▸ Your objective: Return every line in the records below that contains the string "coordinates".

....

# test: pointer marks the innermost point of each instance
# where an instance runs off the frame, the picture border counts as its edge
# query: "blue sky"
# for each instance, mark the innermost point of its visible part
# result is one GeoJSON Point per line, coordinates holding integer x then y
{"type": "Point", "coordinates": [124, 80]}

....

▸ Result:
# result is one GeoJSON Point per line, coordinates holding integer x then y
{"type": "Point", "coordinates": [124, 80]}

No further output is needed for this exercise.